--- Exercise inputs Enclosed Below ---

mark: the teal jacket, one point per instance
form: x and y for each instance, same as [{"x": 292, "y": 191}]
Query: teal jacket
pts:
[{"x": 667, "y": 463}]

--- End of Enclosed Exercise inputs ---

Could you retype every record above exactly as it appears?

mark: the teal jacket, one point per instance
form: x and y for each instance, same as [{"x": 292, "y": 191}]
Query: teal jacket
pts:
[{"x": 667, "y": 463}]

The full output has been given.